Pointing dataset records
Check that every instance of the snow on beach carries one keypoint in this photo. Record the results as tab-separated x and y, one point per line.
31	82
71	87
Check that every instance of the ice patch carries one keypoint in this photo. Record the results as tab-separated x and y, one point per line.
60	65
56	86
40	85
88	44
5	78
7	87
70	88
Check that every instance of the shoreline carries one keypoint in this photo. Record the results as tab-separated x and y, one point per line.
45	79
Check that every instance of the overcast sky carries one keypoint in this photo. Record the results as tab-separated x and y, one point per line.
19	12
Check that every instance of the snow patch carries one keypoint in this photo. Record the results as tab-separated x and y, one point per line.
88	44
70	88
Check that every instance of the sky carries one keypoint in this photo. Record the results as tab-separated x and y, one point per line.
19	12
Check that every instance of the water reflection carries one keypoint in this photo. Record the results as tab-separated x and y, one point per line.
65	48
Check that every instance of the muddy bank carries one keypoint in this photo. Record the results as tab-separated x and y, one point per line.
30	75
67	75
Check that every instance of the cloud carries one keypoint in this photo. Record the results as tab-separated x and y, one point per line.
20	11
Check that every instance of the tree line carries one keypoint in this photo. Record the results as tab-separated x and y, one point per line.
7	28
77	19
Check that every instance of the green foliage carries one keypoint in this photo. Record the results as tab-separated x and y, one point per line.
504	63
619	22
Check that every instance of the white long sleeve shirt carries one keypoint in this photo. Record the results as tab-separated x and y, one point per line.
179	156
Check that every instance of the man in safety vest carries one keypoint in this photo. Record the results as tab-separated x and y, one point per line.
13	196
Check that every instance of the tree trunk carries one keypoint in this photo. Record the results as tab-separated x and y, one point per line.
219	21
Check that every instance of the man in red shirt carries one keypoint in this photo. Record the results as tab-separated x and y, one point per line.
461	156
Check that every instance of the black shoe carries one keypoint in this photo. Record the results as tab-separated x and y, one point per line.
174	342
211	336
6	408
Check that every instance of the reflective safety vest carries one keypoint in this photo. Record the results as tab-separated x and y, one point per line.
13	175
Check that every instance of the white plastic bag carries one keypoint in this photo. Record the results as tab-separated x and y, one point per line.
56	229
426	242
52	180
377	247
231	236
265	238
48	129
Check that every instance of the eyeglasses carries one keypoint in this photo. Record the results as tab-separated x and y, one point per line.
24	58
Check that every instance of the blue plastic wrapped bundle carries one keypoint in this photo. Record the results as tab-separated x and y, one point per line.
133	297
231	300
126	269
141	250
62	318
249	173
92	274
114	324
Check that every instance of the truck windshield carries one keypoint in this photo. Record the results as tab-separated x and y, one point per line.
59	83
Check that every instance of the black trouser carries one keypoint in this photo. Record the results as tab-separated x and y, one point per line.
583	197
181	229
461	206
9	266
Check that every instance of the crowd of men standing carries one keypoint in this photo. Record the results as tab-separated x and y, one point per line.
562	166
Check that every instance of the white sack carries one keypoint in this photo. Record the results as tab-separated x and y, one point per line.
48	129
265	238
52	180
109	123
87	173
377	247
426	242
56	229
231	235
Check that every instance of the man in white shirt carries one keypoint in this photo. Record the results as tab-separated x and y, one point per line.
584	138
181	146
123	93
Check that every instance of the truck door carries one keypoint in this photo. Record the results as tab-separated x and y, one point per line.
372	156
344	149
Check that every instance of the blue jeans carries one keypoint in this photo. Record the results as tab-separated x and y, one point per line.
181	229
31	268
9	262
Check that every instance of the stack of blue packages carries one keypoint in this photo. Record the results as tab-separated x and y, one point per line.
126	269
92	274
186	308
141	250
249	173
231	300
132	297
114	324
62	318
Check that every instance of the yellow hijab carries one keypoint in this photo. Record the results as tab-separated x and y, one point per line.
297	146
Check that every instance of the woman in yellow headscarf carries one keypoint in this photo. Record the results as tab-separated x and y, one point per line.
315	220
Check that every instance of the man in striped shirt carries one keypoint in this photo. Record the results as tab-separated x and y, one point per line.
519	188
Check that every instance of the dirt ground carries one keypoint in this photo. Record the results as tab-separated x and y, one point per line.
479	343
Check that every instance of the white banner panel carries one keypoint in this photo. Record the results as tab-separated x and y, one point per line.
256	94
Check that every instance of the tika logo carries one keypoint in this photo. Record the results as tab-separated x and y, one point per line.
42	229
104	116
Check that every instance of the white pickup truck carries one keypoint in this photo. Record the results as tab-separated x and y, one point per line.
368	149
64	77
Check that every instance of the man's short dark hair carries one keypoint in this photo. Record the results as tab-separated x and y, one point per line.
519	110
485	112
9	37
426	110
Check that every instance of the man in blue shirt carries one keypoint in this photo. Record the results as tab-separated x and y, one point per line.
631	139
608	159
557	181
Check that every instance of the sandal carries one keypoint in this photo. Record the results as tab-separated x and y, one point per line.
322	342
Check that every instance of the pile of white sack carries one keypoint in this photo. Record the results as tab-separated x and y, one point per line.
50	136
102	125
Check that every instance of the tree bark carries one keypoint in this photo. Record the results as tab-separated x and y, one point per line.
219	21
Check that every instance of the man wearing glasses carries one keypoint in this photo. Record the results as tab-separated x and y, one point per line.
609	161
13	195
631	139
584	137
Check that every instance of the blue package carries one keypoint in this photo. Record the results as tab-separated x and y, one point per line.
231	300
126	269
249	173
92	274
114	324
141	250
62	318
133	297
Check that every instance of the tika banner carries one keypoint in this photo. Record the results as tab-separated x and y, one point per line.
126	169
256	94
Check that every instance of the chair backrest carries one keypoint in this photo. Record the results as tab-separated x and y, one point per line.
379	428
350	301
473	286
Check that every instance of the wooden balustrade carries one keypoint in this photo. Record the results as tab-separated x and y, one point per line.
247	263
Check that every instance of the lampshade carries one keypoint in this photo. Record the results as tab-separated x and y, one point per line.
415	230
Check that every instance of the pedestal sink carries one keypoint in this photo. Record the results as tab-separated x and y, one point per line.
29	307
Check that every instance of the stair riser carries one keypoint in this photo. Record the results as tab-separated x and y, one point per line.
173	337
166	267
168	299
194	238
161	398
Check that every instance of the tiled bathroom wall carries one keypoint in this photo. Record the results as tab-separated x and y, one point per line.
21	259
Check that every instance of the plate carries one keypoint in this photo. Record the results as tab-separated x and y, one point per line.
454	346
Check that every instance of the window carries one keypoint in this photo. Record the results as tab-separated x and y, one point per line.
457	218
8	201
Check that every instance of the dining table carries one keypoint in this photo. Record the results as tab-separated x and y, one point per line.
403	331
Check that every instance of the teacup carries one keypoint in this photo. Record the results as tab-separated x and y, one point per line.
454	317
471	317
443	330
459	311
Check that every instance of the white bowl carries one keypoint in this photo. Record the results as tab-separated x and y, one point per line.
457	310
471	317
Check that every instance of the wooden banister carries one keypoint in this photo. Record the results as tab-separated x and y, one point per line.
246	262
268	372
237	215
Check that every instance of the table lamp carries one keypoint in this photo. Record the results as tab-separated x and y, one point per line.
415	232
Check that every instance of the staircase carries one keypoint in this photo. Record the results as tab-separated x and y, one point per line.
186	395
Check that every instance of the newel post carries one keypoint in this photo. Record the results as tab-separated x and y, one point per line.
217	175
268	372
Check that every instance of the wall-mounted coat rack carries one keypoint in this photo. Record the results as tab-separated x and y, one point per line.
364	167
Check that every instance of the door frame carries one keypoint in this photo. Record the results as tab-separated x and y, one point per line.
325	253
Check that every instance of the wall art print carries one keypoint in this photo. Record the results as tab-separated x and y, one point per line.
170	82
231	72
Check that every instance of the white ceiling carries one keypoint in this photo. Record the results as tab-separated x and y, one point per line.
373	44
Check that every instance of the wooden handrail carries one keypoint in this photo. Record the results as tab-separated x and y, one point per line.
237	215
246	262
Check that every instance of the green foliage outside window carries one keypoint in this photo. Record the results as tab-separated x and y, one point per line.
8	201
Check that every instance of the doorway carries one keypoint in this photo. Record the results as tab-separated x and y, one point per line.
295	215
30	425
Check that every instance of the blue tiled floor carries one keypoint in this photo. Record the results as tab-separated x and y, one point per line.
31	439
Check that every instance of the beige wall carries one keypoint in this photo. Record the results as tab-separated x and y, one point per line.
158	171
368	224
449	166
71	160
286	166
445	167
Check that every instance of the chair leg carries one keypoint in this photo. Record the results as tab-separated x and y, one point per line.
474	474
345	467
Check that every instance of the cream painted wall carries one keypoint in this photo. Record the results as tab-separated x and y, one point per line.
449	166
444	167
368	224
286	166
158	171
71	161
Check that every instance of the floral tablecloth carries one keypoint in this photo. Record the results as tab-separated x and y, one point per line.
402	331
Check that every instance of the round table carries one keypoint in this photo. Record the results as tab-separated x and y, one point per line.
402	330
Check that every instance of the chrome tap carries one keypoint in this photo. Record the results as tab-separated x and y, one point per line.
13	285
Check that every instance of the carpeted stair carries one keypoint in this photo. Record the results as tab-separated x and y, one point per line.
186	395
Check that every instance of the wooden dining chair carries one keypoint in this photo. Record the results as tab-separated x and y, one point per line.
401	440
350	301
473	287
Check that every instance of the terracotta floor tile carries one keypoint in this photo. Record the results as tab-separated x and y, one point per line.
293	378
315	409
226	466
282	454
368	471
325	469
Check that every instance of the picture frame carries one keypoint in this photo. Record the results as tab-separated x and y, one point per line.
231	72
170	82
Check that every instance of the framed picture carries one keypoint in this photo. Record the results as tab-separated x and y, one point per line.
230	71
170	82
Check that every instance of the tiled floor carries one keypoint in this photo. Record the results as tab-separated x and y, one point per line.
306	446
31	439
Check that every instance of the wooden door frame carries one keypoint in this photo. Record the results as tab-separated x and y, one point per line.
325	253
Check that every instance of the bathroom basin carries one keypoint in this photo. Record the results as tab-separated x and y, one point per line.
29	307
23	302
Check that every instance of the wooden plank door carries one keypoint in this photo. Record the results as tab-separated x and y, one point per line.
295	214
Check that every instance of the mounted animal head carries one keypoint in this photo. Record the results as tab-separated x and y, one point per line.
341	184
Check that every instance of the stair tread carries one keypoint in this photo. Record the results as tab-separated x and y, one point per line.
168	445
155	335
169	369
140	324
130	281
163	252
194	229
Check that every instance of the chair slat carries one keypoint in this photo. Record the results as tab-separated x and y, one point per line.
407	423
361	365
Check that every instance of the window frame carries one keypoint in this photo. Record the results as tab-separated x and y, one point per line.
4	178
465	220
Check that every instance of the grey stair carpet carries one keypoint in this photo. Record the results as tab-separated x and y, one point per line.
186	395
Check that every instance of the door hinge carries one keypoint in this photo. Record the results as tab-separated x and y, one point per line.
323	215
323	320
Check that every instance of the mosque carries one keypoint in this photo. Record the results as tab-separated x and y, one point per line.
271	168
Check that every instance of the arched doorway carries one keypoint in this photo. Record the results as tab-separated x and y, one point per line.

§ Exercise
Return the lines from the line containing "Check that every instance of the chair slat" to the end of the entries above, exactly as they appear and with no other output.

§ Solution to the problem
Check that every instance of the chair slat carries one keypoint in this photo. Record the results as tab-separated x and y, one point per line.
407	423
361	365
Check that every instance of the window frame carries one keypoint in this photo. Record the results as tab-separated x and y, one point per line.
4	178
465	220
Check that every instance of the grey stair carpet carries one keypoint in this photo. Record the results as tab-separated x and y, one point per line.
186	395
Check that every instance of the door hinge carries one keypoint in this photo. Record the results as tab-separated x and y, one point per line.
323	215
323	320
Check that every instance of the mosque carries one keypoint in this photo. Record the results as tab-separated x and y, one point per line.
271	168
Check that every instance of the arched doorway carries one keypoint in this photo. Record the results as tab-separated x and y, one point per line.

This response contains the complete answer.